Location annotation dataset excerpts
★ ★ ★ ★ ★

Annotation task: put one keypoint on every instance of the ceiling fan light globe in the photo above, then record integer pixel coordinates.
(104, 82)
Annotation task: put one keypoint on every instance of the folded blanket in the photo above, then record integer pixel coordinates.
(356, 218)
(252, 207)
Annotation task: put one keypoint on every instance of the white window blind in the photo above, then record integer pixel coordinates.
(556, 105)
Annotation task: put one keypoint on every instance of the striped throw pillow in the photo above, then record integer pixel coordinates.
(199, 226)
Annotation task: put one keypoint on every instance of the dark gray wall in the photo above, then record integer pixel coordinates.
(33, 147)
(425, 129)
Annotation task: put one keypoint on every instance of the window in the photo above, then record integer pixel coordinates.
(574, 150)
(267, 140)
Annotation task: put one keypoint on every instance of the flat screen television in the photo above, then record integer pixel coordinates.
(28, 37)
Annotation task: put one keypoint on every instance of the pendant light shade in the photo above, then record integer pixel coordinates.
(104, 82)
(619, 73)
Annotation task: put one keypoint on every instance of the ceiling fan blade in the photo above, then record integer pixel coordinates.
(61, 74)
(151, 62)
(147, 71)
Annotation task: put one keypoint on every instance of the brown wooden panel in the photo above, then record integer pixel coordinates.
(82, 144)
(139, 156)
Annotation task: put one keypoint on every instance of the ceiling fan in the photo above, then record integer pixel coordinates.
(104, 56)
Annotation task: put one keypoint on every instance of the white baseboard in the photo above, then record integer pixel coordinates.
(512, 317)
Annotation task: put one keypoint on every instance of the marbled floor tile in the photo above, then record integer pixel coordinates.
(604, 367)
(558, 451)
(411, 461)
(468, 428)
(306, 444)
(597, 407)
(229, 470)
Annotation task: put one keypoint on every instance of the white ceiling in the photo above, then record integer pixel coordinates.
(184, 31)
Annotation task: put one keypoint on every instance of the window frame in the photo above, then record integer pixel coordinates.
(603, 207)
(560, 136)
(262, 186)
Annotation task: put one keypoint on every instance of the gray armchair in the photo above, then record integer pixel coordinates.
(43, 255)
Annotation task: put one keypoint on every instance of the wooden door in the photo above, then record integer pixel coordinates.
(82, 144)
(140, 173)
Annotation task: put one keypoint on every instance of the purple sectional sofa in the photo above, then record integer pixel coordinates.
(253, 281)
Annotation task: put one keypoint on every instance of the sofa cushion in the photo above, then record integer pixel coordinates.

★ ★ ★ ★ ★

What you are asked to do | Reproduce every one of the records above word for word, leaving nothing out and changing nothing.

Result for this exercise |
Annotation task: put one keypoint on every instance of the ceiling fan light globe in the photo above, then record integer pixel coordinates.
(104, 82)
Annotation task: put one keypoint on every instance of the folded blanket in the photo above, then record integer pixel coordinates.
(356, 218)
(252, 207)
Annotation task: put one keypoint on every instance of the white window blind in the photo above, then record integer pixel coordinates.
(556, 105)
Annotation task: put one keypoint on every instance of the striped throw pillow in the photo above, then record integer pixel coordinates.
(199, 226)
Annotation task: put one keypoint on every instance of the dark gray wall in the photo above, then record integer pixel coordinates.
(33, 147)
(425, 129)
Annotation task: put one keypoint on every instance of the window in the photo above, then record integer pixel coordinates.
(574, 150)
(267, 140)
Annotation task: put one keypoint on every instance of the flat screen television in the photo above, then record integer pixel coordinates.
(28, 37)
Annotation task: put one keypoint on every instance of the pendant light shade in the photo above, then record integer pixel coordinates.
(104, 82)
(619, 73)
Annotation task: put one keypoint on every instance of the ceiling fan blade in the photo above, then record integer pixel coordinates.
(61, 74)
(151, 62)
(147, 71)
Annotation task: put one keypoint on every instance of the brown wooden panel in the photo above, then record integer pixel coordinates.
(82, 144)
(139, 156)
Annotation task: put one keypoint on every instance of the ceiling fan in the photo above, then record integer pixel coordinates.
(104, 56)
Annotation task: put one keypoint on every instance of the white baseboard in the photo above, then record integer pixel coordinates.
(512, 317)
Annotation task: put one keypoint on every instance of the marbled floor tile in the photo above, then record integer pixel coordinates.
(604, 367)
(558, 451)
(411, 461)
(468, 428)
(306, 444)
(597, 407)
(229, 470)
Annotation task: put one keypoint on every instance of the white ceiling in the photo above, then record integer pixel coordinates.
(184, 31)
Annotation task: put one keypoint on every instance of the window frame in the photo above, then record integer pixel coordinates.
(603, 207)
(560, 136)
(262, 186)
Annotation task: put one keypoint on every instance of the gray armchair in the photo above, then record integer pixel coordinates.
(43, 255)
Annotation task: put one keypoint on every instance of the wooden door in the photo above, then record integer pixel coordinates.
(82, 144)
(140, 173)
Annotation task: put one keypoint on every instance of the purple sectional sofa in the photo above, then record integer pixel coordinates.
(253, 281)
Annotation task: put one keypoint on every instance of the sofa cushion in the photo above, then record integer pixel coordinates.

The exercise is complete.